### THE PROBLEM
What you give back must match the records below word for word.

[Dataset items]
------
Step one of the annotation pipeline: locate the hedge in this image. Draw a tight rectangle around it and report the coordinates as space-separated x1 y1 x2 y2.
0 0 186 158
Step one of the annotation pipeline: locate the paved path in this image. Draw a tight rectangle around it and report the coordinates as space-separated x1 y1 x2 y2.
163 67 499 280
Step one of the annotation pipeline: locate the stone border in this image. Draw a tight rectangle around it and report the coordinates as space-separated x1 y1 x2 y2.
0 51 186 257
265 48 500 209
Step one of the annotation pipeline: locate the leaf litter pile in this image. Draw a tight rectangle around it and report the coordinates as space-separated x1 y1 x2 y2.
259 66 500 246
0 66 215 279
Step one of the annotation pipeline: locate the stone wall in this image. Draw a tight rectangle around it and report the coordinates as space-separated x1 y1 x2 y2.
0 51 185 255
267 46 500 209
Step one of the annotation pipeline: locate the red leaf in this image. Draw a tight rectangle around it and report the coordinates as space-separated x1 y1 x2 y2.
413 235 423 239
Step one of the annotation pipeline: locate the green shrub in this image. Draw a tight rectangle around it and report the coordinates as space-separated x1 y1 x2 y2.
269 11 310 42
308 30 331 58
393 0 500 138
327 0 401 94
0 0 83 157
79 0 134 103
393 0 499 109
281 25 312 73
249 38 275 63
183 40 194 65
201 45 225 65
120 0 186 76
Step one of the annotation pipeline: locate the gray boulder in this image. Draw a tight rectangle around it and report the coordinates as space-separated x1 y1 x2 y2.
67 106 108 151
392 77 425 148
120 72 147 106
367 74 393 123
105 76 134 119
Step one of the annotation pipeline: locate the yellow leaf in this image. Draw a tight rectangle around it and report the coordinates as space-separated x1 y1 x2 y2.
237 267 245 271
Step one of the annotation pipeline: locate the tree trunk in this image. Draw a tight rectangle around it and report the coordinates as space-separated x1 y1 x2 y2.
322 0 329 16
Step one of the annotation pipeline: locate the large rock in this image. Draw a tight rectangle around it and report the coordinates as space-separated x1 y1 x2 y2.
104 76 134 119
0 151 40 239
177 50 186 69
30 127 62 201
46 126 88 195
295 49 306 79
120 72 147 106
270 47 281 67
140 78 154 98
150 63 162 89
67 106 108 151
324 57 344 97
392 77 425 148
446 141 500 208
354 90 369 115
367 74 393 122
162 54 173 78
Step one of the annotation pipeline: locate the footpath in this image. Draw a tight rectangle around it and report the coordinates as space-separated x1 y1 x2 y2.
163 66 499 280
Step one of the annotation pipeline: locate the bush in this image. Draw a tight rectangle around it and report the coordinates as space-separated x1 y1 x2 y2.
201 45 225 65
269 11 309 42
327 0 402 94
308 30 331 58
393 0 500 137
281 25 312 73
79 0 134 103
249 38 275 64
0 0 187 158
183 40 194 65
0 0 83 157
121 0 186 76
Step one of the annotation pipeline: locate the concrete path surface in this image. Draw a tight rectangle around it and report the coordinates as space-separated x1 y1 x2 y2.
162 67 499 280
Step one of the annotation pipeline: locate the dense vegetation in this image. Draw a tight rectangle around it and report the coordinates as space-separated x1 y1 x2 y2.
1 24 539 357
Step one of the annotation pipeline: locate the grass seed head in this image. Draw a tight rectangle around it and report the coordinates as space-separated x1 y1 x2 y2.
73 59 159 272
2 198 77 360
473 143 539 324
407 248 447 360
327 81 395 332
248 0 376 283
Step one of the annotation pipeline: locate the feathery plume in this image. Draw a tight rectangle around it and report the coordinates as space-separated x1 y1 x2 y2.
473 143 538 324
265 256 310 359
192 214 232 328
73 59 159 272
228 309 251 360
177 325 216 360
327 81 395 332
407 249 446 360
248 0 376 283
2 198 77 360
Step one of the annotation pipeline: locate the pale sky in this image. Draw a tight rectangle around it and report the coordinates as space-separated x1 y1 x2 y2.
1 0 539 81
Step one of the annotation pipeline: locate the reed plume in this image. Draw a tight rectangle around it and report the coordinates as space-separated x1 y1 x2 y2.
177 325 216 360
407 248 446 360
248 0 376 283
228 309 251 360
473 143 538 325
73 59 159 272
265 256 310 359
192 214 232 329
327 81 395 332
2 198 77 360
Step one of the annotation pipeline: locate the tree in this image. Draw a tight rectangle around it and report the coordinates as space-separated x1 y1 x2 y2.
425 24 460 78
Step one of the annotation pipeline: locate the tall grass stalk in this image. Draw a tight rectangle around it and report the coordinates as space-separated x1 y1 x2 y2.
------
### RESULT OF THIS EXERCISE
Step one of the annotation pipeline: locate the hedge in this image. Draw a tight rectangle around it and report the coordinates as space-separated x1 y1 x2 y2.
0 0 186 158
Step one of the annotation pipeline: locate the paved path in this image. Draw a tight rectangle around it and report the coordinates as space-separated x1 y1 x2 y2.
163 67 499 280
Step one of the annotation pipeline: locate the stone border in this image. Draw a tight rectangle around it and report the coordinates as space-separated x1 y1 x2 y2.
0 51 186 257
265 48 500 209
Step one of the annotation pipeline: locate the leaf litter pile in this image. Draw a tight rectangle around it and report the coordinates as space-separated x1 y1 x2 y2.
259 66 500 246
0 66 215 279
Step one of the annotation pipeline: locate the stone wall in this image. Draw a tight rectangle around it and report the coordinates as space-separated x1 y1 x2 y2.
0 51 185 255
267 46 500 209
Step one of the annotation pipeline: locate the red leaf in this image. Draw a tight rectangle around it and report the coordinates as space-separated x1 y1 x2 y2.
413 235 423 239
Step one of the annotation pipeline: locate the green shrub in this image. Draw a tight rectangle around it and report the coordinates as space-separated x1 y1 x2 y2.
269 11 310 42
308 30 331 58
393 0 500 138
327 0 401 94
0 0 83 157
79 0 134 103
393 0 499 109
281 25 312 73
249 38 275 63
183 40 194 65
201 45 225 65
120 0 186 76
Step one of the annotation pipeline: locate the gray boulder in this image. Draw a tight rectangle around it and report the coordinates as space-separated x1 y1 x2 y2.
67 106 108 151
392 77 425 148
120 72 147 106
367 74 393 123
105 76 134 119
Step one of the annotation pipeline: locate the yellow leaf in this image. Draw a tight rectangle around it and report the coordinates as space-separated x1 y1 x2 y2.
237 267 245 271
Step one of the annotation pipeline: locate the tree trunk in this image. Draw a tight rectangle around it and report the coordinates as space-separated x1 y1 x2 y2.
322 0 329 16
Step one of the annotation pipeline: locate the large rock in this image. Draw a tight rectangle around it and report the coordinates as space-separated x1 y1 x2 y2.
104 76 134 119
0 151 40 239
177 50 186 69
30 127 62 201
46 126 88 195
295 49 306 79
120 72 147 106
270 47 281 67
140 78 154 98
150 63 162 89
67 106 108 151
324 57 344 97
392 77 425 148
446 141 500 208
354 90 369 115
367 74 393 122
162 54 173 78
Step one of the annotation pipeline: locate the footpath in this image. Draw a tight rectangle around it and report the coordinates as space-separated x1 y1 x2 y2.
163 66 499 280
Step one of the annotation pipeline: locate the bush in this image. Draw a tight rectangle around it and report the coordinates as space-separated x1 y1 x2 y2.
201 45 225 65
269 11 309 42
327 0 402 94
308 30 331 58
393 0 500 137
281 25 312 73
79 0 134 103
249 38 275 64
0 0 187 158
183 40 194 65
0 0 83 157
121 0 186 76
Step one of the annotation pipeline: locate the concrete path surface in this image. Draw a tight rectangle around it and report the coordinates as space-separated x1 y1 x2 y2.
162 67 499 280
Step one of the annotation pipeline: locate the dense vegetation in this image. Draw a tight rectangle around it and report the coordinates as space-separated x1 y1 x2 y2.
1 24 539 357
Step one of the annotation pipeline: locate the grass seed head in this image. Draw a tight rectangle around it and report the coordinates as space-separated x1 y1 x2 y2.
73 59 159 272
2 198 77 360
473 143 539 324
407 248 447 360
327 81 395 332
248 0 376 283
Step one of the annotation pipeline: locate the feathery plume in this image. Draw a tight rectangle around it and report the coordinates as space-separated x1 y1 x2 y2.
473 143 538 324
265 256 310 359
192 214 232 328
73 59 159 272
228 309 251 360
177 325 216 360
327 81 395 332
407 249 446 360
248 0 376 283
2 198 77 360
Step one of the annotation pipeline: locate the pale sky in this image. Draw a tight rectangle around it and report the coordinates as space-separated x1 y1 x2 y2.
1 0 539 81
Step one of the annotation pipeline: locate the reed plume in this image. Draw a tight rectangle around it and report the coordinates as space-separated x1 y1 x2 y2.
177 325 216 360
407 248 446 360
248 0 376 283
228 309 251 360
473 143 538 325
73 59 159 272
265 256 310 359
192 214 232 329
327 81 395 332
2 198 77 360
Step one of the annotation pipeline: locate the tree in this image. Draw a tight rectangle around it and report the coordinates as space-separated x1 y1 x2 y2.
425 24 460 78
Step one of the annotation pipeline: locate the tall grass stalk in this image. Draw a tight rectangle around it and report the coordinates as space-separated x1 y1 x2 y2.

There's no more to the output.